Task to complete: Each record below is to be reproduced without any change.

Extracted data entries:
####

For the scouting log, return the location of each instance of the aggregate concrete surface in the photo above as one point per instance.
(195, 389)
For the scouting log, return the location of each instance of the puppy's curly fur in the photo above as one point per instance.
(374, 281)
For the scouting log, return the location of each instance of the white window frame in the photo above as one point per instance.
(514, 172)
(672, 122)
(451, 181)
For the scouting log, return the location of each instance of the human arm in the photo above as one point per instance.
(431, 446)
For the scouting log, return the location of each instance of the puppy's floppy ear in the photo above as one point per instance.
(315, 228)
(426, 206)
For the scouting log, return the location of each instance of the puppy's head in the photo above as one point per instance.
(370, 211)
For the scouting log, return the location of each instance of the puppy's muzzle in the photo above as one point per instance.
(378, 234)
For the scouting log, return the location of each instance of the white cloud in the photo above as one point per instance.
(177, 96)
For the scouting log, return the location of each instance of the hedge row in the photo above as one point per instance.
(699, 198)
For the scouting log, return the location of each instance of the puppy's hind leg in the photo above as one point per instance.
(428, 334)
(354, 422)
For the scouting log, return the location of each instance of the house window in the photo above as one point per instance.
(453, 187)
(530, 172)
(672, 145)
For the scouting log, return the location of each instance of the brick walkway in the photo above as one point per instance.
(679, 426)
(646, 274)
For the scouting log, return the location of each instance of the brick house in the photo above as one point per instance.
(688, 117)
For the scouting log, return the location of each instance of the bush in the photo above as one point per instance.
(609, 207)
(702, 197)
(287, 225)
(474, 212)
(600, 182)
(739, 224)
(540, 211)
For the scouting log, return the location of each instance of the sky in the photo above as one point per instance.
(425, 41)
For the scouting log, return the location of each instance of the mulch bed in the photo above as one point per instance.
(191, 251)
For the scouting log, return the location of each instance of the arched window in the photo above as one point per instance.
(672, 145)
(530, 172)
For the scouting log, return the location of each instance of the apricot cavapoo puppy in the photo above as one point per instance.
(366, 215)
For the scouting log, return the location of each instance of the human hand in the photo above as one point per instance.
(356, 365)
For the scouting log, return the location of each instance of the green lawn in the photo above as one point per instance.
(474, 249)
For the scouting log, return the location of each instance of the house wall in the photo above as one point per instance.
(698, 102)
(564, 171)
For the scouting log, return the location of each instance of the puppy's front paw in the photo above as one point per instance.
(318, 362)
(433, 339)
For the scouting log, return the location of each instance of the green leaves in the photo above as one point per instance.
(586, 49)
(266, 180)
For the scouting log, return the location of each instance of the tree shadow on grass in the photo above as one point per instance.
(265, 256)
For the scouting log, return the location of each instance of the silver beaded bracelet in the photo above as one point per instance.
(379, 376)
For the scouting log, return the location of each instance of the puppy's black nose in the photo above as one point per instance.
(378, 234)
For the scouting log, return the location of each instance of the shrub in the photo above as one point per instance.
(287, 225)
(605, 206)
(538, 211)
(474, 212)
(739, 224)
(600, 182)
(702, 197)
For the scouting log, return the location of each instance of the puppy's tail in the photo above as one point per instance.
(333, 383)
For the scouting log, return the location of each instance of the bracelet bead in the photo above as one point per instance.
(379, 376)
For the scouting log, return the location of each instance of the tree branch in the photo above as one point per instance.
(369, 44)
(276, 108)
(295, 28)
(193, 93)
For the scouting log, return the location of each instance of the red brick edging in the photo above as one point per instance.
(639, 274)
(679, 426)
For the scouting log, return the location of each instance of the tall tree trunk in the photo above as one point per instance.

####

Result of this task:
For the scouting log, return the location of each instance of the aggregate concrete surface in the photo above as one point per instance.
(195, 389)
For the scouting log, return the location of each instance of the puppy's curly fur in the photo above as one point per instance.
(374, 281)
For the scouting log, return the location of each instance of the white window frame in the photo above as one point per instance.
(514, 172)
(672, 122)
(451, 181)
For the scouting log, return the location of each instance of the human arm in the photo above as one point per instance.
(431, 446)
For the scouting log, return the location of each instance of the puppy's floppy ear in the photo above as one point per instance.
(315, 228)
(426, 206)
For the scouting log, return the location of each instance of the puppy's head in the photo above as one point per instance.
(370, 211)
For the scouting log, return the location of each instance of the puppy's muzzle in the photo above as one point per instance.
(378, 234)
For the scouting log, return the location of each instance of the white cloud in the photo above as one point per instance.
(177, 96)
For the scouting log, return the location of each instance of the hedge row in the photo above as one point per instance.
(699, 198)
For the scouting log, return the location of each instance of the puppy's hind leg in the photo above as one point per instance.
(428, 334)
(354, 422)
For the scouting log, return the location of each instance of the house window in the photo above as one point per instance.
(453, 187)
(530, 172)
(672, 145)
For the scouting log, return the location of each instance of the brick walkway in the photo above as one point per instance.
(679, 426)
(646, 274)
For the scouting log, return the location of each instance of the brick house in the photo above as one point per instance.
(688, 117)
For the scouting log, return the location of each instance of the bush in the photo above as one point per instance.
(609, 207)
(702, 197)
(287, 225)
(474, 212)
(600, 182)
(739, 224)
(540, 211)
For the scouting log, return the location of each instance of the sky in the photo above as one point per instance.
(425, 41)
For the scouting log, return the location of each instance of the mulch bed in the photo above as one point per instance.
(191, 251)
For the scouting log, return the location of each instance of the arched window in the photo above as one point per instance.
(672, 145)
(530, 172)
For the scouting log, return the location of each instance of the apricot cavapoo puppy in the photo above as one point per instance.
(366, 215)
For the scouting log, return the location of each instance of the human hand in the photo above as one point per instance.
(356, 365)
For the scouting log, return the location of each instance of the green lawn in the photo above as one point per instance.
(474, 249)
For the scouting log, return the location of each instance of the house wall in the photo above as one point per instance.
(698, 102)
(564, 171)
For the scouting log, return the location of each instance of the puppy's front paw in the photo above as one point per instance.
(318, 362)
(433, 339)
For the scouting log, return the location of each instance of the green leaves in the photo above as one point per instance.
(586, 49)
(266, 180)
For the scouting log, return the location of each instance of the tree shadow on grass in the photo above as one point per instance.
(265, 256)
For the scouting log, return the location of each instance of the silver beaded bracelet in the photo above as one point per instance.
(379, 376)
For the scouting log, return the location of each instance of the puppy's black nose in the photo above as one point per instance.
(378, 234)
For the scouting log, return the location of each instance of the shrub in the photo above as one point per instance.
(287, 225)
(605, 206)
(538, 211)
(474, 212)
(739, 224)
(600, 182)
(702, 197)
For the scouting log, return the location of each instance of the puppy's tail in the photo above as one point per instance.
(333, 383)
For the scouting log, return the location of each instance of the bracelet bead in the photo above as one point per instance.
(379, 376)
For the scouting log, return the location of each instance of the tree branch in the photo above as one point per instance.
(369, 44)
(276, 108)
(295, 28)
(193, 93)
For the scouting log, return the location of each instance of the red brick edging in the photo above as one point per instance.
(639, 274)
(679, 426)
For the scouting log, return the location of each instance of the tall tree trunk in the photo above as one point per instance.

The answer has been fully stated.